- _About this exercise_: Which lines of the records contain "rough"? Collect every one of them.

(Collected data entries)

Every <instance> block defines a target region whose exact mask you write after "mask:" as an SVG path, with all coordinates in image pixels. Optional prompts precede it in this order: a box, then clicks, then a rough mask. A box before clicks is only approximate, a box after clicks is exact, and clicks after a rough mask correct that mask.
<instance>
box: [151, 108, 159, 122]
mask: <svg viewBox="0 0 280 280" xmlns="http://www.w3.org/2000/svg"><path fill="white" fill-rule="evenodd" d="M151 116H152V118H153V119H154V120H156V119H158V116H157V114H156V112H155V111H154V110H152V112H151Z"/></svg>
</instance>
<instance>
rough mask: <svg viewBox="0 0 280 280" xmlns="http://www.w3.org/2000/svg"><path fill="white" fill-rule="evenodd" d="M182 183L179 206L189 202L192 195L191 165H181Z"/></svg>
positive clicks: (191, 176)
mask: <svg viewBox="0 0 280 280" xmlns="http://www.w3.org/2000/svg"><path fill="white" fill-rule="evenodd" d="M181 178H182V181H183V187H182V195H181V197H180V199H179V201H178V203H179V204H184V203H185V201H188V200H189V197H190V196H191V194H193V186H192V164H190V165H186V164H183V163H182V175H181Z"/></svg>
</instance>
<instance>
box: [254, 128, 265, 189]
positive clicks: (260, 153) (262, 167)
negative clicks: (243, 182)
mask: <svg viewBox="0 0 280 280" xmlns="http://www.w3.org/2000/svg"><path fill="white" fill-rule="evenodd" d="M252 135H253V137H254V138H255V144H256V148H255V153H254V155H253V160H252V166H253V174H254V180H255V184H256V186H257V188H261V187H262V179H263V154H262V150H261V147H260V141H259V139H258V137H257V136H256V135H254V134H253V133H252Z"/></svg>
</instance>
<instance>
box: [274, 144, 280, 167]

- _Written reply_:
Every <instance> block defines a target region whose exact mask you write after "mask:" as an SVG path, with all coordinates in image pixels. Optional prompts precede it in this order: a box, then clicks, then a rough mask. A box before clicks is only approximate, a box after clicks is exact, and clicks after a rough mask correct that mask.
rough mask: <svg viewBox="0 0 280 280" xmlns="http://www.w3.org/2000/svg"><path fill="white" fill-rule="evenodd" d="M182 183L179 206L189 202L192 195L191 165H181Z"/></svg>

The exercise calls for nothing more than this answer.